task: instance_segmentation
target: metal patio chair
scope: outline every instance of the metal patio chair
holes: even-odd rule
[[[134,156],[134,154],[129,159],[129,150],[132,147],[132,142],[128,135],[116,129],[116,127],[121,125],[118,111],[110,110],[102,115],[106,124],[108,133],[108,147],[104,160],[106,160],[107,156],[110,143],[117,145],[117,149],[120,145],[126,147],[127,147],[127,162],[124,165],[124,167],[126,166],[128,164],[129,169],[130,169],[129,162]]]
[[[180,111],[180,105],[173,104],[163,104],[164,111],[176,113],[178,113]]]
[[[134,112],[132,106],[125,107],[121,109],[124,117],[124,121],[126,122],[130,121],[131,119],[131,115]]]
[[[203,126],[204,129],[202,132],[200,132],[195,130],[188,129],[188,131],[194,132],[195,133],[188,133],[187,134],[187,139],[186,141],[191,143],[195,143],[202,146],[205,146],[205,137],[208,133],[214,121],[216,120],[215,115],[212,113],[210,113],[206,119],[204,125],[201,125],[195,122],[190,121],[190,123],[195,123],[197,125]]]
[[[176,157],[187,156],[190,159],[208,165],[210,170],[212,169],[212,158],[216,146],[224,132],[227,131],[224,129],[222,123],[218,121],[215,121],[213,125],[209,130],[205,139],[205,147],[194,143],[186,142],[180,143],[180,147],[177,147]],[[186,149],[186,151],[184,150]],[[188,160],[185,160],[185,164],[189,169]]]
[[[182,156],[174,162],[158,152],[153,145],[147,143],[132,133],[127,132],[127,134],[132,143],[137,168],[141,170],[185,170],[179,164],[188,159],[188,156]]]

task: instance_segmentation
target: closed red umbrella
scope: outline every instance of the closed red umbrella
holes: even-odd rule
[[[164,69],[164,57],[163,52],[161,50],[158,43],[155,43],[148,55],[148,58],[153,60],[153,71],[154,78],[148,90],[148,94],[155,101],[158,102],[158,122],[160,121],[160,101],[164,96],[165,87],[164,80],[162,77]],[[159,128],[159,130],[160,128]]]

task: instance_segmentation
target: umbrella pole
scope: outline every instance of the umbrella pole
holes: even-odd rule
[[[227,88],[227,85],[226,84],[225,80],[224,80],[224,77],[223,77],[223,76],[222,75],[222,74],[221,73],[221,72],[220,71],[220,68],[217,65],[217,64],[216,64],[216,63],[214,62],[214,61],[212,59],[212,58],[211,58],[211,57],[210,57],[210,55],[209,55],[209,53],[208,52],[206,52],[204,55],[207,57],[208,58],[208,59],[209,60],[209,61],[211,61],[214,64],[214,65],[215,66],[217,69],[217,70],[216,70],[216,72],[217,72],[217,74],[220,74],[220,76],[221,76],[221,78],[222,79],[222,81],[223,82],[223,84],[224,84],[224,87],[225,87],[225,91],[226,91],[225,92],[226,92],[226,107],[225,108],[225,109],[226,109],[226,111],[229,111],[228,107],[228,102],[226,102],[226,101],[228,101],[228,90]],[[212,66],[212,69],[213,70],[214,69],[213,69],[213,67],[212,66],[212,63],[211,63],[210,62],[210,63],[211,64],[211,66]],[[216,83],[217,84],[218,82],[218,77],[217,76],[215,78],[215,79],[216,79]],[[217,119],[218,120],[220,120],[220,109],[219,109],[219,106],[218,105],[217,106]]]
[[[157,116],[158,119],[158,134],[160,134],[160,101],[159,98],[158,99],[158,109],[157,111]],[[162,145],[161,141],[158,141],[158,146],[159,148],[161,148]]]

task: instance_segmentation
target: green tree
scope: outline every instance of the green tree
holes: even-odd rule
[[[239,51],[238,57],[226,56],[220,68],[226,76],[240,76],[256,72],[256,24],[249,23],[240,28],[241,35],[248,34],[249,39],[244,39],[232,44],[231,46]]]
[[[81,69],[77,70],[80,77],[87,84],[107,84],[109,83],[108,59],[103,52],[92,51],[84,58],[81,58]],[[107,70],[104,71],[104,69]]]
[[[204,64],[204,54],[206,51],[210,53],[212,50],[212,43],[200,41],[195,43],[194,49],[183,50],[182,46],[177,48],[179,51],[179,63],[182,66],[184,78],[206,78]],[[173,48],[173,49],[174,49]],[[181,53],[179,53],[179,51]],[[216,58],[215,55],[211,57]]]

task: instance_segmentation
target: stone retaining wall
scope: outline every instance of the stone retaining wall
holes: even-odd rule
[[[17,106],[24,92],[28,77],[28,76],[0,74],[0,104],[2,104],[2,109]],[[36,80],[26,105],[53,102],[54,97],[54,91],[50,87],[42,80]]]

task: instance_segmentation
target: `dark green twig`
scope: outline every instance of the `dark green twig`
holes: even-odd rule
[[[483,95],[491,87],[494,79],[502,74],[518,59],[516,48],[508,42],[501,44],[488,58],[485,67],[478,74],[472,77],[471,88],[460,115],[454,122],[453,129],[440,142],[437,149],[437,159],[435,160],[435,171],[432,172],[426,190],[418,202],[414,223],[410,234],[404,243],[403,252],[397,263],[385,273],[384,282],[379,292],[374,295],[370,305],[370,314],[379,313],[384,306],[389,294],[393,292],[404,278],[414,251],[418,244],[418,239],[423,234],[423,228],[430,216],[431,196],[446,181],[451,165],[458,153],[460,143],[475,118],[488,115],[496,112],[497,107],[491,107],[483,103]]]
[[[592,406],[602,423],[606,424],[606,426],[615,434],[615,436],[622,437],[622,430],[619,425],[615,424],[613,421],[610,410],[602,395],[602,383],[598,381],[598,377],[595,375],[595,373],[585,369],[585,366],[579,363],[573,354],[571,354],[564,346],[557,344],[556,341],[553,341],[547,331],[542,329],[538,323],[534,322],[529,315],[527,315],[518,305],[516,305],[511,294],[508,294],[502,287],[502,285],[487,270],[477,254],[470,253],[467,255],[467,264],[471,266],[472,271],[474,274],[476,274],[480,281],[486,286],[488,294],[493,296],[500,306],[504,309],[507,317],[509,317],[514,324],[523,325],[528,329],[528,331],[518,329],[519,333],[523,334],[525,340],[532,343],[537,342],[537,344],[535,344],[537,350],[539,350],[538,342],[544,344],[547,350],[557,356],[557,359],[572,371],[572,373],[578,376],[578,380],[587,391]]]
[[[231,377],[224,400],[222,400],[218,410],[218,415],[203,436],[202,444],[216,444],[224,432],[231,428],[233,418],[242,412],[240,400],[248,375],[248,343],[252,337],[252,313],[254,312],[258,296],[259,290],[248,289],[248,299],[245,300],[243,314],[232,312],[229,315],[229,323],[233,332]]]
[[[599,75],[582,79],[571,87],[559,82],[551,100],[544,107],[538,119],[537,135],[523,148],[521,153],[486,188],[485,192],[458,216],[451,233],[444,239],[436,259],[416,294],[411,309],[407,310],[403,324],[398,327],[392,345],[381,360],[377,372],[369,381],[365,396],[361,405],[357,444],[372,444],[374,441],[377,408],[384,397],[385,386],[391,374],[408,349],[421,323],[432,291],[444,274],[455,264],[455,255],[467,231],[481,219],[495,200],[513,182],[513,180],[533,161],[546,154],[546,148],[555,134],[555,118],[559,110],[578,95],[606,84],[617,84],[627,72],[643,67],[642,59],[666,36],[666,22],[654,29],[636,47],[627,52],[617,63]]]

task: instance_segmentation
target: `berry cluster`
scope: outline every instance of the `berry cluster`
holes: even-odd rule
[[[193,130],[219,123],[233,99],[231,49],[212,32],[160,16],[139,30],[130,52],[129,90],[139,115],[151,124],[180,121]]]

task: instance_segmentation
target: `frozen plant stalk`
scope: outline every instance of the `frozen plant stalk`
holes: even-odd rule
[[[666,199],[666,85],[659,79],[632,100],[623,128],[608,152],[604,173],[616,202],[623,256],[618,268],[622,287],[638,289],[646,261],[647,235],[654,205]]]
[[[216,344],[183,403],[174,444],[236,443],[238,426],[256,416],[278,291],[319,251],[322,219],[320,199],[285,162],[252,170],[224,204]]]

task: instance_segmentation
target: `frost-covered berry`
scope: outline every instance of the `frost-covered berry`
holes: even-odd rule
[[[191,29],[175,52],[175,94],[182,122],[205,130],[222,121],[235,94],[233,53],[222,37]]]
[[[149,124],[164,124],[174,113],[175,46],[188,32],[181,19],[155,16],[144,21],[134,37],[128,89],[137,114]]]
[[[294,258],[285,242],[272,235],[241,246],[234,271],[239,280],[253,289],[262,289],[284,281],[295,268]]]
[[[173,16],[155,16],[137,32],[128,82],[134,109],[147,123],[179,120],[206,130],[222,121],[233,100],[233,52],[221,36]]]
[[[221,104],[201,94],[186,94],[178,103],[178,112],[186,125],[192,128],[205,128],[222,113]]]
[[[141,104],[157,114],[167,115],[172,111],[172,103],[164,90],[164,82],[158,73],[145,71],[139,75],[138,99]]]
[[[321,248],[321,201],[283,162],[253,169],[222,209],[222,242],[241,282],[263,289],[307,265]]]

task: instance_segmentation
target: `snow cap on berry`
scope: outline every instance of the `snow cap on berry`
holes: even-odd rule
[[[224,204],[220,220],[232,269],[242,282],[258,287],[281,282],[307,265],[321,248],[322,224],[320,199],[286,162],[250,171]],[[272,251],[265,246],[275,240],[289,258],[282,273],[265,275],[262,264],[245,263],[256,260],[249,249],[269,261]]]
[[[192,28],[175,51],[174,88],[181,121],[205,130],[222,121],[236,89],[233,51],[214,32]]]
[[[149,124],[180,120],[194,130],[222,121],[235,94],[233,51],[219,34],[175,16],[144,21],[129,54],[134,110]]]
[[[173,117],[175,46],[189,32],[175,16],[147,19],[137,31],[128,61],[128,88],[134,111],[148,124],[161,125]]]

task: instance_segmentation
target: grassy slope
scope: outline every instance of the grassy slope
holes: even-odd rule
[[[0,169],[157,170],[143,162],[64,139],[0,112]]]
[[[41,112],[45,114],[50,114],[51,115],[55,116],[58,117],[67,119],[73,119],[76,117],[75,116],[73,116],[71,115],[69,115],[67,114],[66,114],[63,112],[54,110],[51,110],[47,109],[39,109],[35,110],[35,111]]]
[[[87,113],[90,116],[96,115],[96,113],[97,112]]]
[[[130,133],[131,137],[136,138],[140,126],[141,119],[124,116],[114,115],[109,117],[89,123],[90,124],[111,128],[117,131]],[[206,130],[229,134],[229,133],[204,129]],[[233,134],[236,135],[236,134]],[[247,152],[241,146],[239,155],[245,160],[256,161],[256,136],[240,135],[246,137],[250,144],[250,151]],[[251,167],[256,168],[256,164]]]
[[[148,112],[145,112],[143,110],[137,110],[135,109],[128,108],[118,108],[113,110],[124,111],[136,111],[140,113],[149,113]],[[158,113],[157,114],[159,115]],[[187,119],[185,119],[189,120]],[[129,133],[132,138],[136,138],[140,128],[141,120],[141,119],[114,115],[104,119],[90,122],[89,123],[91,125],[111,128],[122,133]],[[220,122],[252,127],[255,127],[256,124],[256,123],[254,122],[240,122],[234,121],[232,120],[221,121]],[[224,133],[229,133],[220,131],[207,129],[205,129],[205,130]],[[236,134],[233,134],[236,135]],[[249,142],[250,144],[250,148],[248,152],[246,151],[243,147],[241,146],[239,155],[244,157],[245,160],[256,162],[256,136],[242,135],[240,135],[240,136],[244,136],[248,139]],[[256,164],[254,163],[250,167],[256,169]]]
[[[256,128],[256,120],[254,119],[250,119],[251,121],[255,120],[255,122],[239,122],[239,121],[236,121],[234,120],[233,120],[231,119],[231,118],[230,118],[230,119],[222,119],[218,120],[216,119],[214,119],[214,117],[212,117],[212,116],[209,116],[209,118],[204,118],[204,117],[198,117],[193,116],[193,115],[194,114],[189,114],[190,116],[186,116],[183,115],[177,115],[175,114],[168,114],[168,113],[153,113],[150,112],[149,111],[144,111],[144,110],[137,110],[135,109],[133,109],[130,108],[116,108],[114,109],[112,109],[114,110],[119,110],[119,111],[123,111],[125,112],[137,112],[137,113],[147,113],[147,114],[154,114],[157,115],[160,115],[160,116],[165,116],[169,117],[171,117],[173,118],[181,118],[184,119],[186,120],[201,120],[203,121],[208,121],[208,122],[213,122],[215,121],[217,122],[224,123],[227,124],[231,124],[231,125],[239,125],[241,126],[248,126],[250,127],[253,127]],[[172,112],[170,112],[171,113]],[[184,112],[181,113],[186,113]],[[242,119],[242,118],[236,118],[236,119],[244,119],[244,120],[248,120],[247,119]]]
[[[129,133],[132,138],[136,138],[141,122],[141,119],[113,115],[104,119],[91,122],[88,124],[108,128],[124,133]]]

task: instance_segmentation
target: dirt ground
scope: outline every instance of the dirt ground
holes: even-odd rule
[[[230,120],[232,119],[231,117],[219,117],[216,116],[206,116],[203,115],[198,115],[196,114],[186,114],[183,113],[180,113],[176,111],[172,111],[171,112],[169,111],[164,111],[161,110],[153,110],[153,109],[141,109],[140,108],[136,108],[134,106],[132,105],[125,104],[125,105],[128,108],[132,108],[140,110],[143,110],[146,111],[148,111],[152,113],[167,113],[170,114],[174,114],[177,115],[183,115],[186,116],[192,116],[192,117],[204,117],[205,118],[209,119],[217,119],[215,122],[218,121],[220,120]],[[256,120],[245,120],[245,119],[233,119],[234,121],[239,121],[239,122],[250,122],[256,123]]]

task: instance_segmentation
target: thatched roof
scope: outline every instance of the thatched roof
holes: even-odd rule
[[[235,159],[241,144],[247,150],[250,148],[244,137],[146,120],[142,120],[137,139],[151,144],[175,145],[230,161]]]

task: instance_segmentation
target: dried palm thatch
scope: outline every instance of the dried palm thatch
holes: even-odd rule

● Brief: Locate every line in the records that contains the word "ground" and copy each of those lines. Case counts.

● The result:
target: dirt ground
scope: outline every instance of the dirt ground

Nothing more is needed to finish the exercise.